- UIT TE VOEREN TAAK:
Vervolg de tekst over de RSVZ-statistieken van starters en stoppers bij zelfstandigen, te beginnen na de laatste zin ervan.

- GEGEVEN TEKST:

________________________

Het Rijksinstituut voor de Sociale Verzekeringen der Zelfstandigen (RSVZ) publiceert jaarlijks statistieken over het aantal starters en stoppers. De starters zijn zelfstandigen en helpers die aangesloten zijn bij een sociaal verzekeringsfonds en die hun beroepsactiviteit in de loop van het jaar in kwestie zijn begonnen. Dat kan een eerste aansluiting zijn of een hervatting van een activiteit. Een zelfstandige of een helper kan twee keer worden meegerekend in de starterspopulatie als hij een activiteit begint en daarna minstens een kwartaal inactief is alvorens die activiteit in hetzelfde jaar nog te hervatten. De stoppers zijn de zelfstandigen die hun beroepsactiviteit in de loop van het jaar in kwestie stopzetten.

In 2022 daalt het aantal vrouwelijke en mannelijke starters, na een groei in 2021. Tegelijkertijd stijgt het aantal stoppers in 2022 forser dan in 2021. Dat is in tegenstelling tot 2020, waarin een dubbele daling van zowel het aantal stoppers als het aantal starters vastgesteld is. Die dubbele daling in 2020 kan enerzijds worden verklaard door de gevolgen van de gezondheidscrisis en anderzijds door de steunmaatregelen die de regering heeft genomen om zelfstandige ondernemers te helpen de crisis het hoofd te bieden. Het is van 2013 geleden dat er een daling in het aantal starters gepaard ging met een stijging van het aantal stoppers, wat 2022 net als 2020 ongewoon maakt.

________________________

- Vermeldingen uit een verzameling:
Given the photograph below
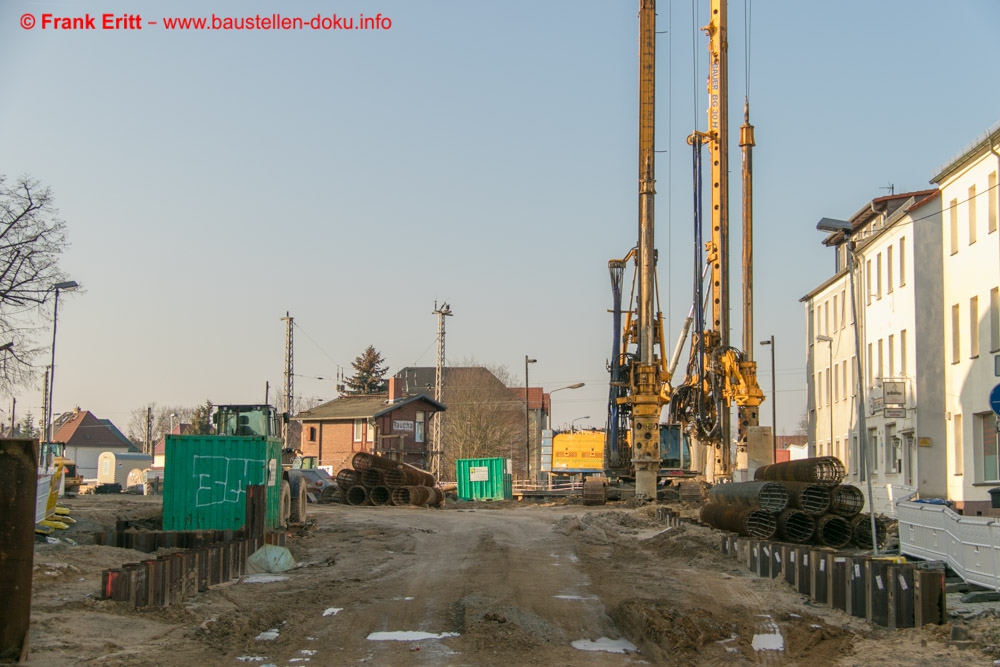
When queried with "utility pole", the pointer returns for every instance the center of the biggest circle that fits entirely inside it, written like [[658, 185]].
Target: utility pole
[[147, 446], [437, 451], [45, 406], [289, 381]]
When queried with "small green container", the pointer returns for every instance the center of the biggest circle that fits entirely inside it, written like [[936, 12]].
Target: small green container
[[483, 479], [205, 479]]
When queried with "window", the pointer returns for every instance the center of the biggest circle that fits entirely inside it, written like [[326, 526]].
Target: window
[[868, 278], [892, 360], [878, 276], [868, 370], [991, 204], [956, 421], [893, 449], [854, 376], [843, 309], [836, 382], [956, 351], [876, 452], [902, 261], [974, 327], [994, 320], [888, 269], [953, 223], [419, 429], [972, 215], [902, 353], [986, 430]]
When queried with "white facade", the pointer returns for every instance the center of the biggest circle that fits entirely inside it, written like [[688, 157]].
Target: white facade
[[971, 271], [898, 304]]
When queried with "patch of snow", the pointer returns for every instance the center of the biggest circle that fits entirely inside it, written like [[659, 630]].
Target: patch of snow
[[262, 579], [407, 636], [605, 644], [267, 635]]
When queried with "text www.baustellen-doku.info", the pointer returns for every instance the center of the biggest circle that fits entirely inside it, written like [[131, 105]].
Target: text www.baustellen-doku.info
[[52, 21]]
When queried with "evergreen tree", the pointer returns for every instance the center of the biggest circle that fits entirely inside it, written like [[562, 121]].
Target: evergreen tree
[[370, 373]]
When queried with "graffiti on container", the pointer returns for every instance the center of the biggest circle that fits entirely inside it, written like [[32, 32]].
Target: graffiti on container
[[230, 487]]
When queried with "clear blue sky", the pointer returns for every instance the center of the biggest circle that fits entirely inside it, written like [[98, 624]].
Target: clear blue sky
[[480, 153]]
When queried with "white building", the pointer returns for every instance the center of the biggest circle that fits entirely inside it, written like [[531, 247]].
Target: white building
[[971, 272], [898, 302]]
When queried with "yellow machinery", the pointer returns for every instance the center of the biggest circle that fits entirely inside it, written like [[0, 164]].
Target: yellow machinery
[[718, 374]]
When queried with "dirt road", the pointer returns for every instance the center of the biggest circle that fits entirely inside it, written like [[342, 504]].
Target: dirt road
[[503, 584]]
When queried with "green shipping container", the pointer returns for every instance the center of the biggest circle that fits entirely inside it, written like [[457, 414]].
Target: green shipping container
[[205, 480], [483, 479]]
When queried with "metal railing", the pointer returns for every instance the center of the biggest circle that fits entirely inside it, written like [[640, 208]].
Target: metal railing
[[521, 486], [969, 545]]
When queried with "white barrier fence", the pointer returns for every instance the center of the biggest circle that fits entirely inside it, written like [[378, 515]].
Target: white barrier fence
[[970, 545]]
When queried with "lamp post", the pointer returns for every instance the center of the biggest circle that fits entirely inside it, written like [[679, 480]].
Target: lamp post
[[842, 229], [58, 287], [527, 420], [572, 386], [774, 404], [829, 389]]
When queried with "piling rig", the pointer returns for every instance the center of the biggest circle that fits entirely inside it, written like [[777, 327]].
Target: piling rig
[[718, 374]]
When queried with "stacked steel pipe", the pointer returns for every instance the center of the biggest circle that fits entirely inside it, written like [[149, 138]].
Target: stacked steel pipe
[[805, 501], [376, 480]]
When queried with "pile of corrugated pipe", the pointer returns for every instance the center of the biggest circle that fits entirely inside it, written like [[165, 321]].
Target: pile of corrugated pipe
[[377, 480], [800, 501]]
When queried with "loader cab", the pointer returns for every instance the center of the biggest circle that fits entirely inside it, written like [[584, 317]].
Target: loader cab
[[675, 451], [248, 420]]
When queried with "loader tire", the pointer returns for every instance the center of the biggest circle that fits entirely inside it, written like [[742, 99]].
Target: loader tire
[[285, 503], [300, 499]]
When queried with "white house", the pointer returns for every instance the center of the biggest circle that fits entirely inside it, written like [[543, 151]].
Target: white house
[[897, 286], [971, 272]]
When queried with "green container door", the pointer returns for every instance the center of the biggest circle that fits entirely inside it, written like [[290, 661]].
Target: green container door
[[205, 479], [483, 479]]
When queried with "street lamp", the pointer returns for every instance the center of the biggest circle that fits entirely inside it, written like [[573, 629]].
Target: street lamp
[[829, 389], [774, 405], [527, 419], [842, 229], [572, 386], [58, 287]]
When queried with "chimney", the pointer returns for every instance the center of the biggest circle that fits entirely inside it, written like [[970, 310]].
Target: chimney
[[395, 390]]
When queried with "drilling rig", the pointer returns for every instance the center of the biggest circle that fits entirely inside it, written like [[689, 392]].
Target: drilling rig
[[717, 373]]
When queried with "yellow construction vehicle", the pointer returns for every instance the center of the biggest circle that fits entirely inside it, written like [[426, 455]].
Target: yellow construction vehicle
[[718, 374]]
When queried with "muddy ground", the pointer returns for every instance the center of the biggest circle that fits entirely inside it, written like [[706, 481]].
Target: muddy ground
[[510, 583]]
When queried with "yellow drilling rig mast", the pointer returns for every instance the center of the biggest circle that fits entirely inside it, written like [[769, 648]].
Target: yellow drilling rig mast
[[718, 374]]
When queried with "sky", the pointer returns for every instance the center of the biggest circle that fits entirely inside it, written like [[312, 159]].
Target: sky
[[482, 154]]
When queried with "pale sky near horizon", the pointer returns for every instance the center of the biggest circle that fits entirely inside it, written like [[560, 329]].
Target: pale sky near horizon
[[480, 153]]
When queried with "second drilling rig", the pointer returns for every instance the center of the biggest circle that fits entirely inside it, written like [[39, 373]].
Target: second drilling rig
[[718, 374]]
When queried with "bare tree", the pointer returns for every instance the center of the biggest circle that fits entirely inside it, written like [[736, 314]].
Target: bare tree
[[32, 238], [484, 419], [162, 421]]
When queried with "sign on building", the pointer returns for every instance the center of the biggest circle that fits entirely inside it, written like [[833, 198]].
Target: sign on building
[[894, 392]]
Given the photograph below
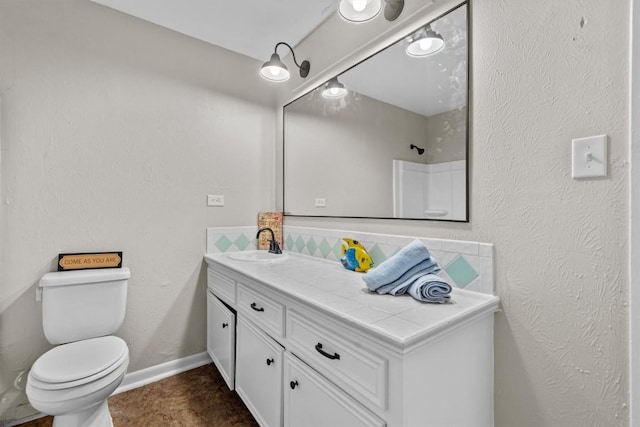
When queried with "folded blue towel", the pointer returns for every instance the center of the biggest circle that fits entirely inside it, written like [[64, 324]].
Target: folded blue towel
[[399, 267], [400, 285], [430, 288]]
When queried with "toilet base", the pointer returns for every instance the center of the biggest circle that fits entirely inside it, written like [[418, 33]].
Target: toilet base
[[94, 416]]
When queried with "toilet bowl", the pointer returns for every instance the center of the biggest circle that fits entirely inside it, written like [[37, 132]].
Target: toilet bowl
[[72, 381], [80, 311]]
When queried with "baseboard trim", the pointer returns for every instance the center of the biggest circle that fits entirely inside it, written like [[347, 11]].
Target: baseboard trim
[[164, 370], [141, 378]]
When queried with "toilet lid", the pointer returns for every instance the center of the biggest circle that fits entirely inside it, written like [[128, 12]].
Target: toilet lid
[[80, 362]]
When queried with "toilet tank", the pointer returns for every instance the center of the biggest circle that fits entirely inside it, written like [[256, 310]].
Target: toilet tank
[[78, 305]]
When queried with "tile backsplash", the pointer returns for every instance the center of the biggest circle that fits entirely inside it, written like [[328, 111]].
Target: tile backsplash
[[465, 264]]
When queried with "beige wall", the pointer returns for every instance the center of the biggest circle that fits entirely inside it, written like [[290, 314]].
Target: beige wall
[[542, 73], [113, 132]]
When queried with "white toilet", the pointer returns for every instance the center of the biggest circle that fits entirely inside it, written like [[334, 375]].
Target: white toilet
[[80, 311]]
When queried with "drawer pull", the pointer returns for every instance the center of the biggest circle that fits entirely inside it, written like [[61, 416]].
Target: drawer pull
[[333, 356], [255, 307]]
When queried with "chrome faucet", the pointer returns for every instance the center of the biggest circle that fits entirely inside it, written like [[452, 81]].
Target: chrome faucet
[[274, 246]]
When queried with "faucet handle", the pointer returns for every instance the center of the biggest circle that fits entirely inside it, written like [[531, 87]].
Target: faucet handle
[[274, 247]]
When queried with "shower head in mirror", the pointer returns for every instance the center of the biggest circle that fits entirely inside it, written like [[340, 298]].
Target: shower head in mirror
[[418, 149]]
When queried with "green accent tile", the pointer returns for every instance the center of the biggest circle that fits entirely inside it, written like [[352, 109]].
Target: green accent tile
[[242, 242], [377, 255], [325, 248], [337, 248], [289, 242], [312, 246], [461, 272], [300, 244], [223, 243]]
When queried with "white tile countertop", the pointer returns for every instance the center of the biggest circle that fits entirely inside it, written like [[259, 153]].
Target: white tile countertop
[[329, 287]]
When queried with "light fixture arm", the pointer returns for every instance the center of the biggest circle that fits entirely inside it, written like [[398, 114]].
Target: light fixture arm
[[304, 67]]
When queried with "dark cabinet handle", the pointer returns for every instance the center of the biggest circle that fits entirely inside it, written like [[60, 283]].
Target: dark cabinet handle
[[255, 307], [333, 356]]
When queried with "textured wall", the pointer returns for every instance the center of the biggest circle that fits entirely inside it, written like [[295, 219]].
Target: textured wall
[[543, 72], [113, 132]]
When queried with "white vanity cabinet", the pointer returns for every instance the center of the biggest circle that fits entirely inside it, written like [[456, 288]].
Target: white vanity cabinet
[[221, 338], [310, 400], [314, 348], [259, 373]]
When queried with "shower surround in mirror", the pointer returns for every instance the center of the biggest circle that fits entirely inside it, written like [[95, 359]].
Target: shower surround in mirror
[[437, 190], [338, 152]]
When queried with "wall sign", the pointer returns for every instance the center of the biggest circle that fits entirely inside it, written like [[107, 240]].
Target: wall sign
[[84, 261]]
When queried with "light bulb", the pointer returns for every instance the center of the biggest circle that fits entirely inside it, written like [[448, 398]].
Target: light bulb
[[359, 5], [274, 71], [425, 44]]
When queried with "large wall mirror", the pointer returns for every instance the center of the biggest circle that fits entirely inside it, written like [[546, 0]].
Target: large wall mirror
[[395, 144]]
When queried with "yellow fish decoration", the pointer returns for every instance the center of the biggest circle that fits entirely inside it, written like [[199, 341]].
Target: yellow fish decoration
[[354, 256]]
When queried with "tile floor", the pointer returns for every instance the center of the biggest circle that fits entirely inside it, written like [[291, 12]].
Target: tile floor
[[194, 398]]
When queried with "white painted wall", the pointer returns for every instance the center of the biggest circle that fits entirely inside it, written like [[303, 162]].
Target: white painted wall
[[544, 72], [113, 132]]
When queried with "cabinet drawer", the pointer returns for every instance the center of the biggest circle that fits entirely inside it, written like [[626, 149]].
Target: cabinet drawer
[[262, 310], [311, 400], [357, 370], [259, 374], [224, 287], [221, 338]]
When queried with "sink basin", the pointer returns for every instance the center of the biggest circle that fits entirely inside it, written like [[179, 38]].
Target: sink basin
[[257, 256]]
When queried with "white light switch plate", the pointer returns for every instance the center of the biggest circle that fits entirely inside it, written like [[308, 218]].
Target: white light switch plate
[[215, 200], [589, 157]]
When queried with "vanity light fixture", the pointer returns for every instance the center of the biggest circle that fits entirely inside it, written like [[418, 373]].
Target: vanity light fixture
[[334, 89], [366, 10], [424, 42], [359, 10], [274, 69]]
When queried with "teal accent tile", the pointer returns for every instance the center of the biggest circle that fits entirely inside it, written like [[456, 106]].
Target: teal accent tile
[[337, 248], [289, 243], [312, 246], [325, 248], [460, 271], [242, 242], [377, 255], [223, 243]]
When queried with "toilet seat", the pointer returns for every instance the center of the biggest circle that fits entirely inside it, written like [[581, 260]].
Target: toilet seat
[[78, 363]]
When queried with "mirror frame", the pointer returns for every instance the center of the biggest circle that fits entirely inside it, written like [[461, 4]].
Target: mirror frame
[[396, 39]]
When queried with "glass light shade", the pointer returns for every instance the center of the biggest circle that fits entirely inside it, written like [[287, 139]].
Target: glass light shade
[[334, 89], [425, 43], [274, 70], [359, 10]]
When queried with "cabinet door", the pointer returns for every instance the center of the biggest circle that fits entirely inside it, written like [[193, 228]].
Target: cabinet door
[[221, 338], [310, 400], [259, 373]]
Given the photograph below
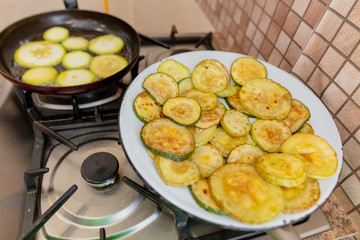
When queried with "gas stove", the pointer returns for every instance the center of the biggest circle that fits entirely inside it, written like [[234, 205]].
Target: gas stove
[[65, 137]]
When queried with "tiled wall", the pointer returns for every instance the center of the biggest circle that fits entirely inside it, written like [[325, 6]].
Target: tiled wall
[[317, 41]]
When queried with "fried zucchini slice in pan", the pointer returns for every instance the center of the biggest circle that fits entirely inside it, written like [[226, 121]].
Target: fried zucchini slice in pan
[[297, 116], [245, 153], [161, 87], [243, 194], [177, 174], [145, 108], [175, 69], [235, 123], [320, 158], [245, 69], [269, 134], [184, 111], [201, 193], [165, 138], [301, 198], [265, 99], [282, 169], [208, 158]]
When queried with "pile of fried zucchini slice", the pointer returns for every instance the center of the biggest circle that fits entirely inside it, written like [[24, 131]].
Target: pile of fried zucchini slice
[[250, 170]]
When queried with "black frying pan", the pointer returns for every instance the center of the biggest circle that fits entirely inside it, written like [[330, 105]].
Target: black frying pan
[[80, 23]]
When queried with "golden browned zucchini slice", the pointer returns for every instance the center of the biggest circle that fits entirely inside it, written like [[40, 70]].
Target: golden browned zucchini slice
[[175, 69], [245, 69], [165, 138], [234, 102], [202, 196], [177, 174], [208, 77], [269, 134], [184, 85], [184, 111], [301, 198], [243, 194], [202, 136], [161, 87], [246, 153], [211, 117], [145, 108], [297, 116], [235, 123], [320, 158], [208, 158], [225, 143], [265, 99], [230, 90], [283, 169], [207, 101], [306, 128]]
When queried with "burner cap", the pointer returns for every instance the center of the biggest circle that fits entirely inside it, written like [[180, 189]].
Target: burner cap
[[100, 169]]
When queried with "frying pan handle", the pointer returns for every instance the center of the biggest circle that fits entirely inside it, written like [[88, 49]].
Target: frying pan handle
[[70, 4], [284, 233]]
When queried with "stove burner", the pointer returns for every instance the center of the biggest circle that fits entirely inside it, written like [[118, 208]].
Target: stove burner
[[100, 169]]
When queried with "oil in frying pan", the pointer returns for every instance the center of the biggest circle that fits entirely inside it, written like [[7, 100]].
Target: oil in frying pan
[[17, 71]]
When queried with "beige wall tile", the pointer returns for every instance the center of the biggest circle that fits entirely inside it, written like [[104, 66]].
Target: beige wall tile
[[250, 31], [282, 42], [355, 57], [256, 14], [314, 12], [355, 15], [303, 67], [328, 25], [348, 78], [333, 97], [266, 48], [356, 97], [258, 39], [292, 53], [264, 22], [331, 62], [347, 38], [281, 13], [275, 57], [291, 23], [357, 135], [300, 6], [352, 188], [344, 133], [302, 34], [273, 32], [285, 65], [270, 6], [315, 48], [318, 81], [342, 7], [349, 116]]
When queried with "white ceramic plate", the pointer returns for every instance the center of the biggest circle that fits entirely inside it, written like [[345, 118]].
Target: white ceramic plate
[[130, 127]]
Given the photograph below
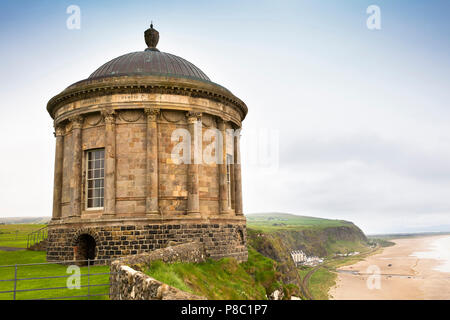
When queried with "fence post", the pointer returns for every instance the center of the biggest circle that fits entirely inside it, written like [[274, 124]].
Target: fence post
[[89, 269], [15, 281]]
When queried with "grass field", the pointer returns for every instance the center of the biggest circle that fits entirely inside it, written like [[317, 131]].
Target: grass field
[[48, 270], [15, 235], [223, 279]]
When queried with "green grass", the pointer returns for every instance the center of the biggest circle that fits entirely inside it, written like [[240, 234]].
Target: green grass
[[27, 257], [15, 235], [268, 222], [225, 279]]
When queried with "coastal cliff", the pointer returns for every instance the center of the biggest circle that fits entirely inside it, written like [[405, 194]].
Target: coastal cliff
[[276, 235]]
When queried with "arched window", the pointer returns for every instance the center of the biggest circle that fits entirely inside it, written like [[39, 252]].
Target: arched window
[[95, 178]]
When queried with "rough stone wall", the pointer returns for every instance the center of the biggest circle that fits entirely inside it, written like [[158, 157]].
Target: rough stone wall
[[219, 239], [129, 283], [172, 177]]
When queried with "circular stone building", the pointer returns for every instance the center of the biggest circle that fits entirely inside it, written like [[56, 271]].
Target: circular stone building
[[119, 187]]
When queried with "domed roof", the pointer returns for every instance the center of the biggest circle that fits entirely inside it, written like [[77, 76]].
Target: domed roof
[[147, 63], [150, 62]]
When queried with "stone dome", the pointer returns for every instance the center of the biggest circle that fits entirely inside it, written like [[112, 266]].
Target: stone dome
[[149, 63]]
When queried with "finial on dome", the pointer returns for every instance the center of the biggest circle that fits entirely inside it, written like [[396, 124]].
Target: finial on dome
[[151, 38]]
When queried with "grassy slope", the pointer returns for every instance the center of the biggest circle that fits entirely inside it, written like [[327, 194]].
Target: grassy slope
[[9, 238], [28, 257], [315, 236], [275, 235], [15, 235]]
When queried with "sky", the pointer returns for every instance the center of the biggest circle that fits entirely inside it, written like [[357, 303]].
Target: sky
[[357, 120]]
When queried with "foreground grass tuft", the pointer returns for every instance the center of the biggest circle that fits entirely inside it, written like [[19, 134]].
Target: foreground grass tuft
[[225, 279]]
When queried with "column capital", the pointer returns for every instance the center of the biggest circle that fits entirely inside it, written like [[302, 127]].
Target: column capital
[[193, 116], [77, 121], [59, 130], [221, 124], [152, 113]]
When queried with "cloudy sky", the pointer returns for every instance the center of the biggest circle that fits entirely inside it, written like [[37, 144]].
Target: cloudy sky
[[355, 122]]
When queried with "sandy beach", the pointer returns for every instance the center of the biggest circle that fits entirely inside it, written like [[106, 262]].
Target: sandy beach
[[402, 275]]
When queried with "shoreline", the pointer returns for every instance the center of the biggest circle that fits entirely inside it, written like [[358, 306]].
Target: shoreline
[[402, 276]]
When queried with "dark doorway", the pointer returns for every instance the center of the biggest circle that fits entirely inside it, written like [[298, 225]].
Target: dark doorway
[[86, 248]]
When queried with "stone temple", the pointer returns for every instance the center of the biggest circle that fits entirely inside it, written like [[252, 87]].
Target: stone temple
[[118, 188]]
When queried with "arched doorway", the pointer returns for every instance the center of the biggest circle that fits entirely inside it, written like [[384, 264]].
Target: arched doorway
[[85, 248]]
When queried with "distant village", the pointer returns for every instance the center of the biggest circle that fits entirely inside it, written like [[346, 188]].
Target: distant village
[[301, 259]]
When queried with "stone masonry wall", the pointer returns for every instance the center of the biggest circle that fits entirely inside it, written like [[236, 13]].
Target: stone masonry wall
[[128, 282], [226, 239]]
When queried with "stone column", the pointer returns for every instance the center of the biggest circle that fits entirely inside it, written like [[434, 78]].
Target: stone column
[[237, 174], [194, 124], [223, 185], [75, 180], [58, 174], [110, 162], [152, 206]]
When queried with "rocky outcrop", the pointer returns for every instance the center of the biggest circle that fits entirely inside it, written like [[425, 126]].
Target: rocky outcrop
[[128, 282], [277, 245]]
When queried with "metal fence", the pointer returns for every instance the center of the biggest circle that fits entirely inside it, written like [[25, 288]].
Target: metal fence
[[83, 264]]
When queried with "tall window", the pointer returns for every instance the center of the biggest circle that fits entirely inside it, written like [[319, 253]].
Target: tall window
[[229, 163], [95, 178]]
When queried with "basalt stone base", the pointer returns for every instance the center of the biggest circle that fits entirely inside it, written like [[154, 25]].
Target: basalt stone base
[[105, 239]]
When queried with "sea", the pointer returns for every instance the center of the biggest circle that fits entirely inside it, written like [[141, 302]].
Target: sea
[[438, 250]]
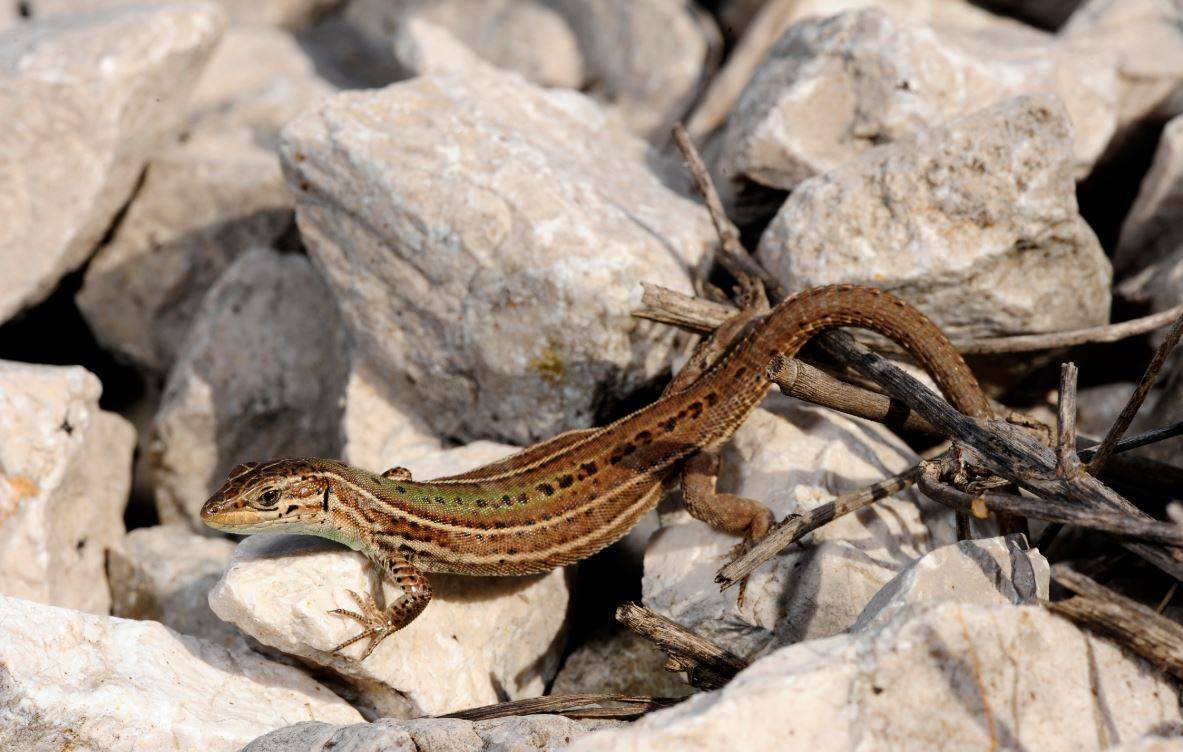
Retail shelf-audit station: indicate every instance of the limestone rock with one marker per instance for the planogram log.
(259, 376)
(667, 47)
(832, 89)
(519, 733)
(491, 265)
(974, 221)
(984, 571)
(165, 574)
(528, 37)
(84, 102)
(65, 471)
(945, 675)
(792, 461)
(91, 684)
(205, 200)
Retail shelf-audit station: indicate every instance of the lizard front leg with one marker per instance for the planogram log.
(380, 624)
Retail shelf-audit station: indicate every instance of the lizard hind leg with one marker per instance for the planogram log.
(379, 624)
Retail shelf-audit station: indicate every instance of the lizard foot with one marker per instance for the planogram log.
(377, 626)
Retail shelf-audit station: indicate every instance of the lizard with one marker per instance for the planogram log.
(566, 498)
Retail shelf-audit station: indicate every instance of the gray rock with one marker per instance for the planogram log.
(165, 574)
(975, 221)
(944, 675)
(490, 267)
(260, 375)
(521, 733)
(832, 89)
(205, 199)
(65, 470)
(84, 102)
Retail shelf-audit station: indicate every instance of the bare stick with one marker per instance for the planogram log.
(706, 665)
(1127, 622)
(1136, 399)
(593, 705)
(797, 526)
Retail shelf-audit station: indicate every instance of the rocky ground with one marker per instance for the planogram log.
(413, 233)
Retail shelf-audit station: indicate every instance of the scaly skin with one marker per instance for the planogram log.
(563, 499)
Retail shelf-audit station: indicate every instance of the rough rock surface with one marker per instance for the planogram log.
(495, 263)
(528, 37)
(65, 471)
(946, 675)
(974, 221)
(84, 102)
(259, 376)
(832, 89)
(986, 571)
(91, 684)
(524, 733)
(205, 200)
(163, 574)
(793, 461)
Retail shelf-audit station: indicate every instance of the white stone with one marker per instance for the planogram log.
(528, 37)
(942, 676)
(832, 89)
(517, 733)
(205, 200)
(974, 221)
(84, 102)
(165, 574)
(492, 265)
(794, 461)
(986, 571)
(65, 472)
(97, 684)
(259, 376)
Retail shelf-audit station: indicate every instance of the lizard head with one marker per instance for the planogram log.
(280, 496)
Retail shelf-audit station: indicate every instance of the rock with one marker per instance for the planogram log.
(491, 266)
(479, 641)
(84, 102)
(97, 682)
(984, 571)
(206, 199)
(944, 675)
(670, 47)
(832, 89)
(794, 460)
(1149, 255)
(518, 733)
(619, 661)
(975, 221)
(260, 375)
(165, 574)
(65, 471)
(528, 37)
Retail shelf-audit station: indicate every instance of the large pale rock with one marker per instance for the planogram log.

________________________

- ANTWOORD:
In 2022 werd 37,5 % van de nieuwe zelfstandige activiteiten gestart door vrouwen, wat goed is voor een totaal van 46.504 vrouwelijke starters - een daling met 2.612 eenheden ten opzichte van 2021. De meesten van hen (94,8 %, of 44.081) werken als zelfstandige, en 2.423 als helpster. Ter vergelijking: 77.544 mannen zijn in 2022 zelfstandige of helper geworden (dat is 1.316 minder dan in 2021). 72.750 of 93,8 %, werkt als zelfstandige (niet als helper) en 4.794 of 6,2 % als helper. De afname van het aantal starters is verhoudingsgewijs groter bij de vrouwen (-5,3 %) dan bij de mannen (-1,7 %). De opwaartse trend sinds 2013, die in 2021 hervat werd, blijkt nog niet volledig door te breken. 2020 vormde een uitzondering en kan worden gezien als een rechtstreeks gevolg van de gezondheidscrisis. De trends in 2022 kunnen onder meer verklaard worden door het verslechterd economisch klimaat, als een gevolg van aanbodschokken in de context van geopolitieke verschuivingen.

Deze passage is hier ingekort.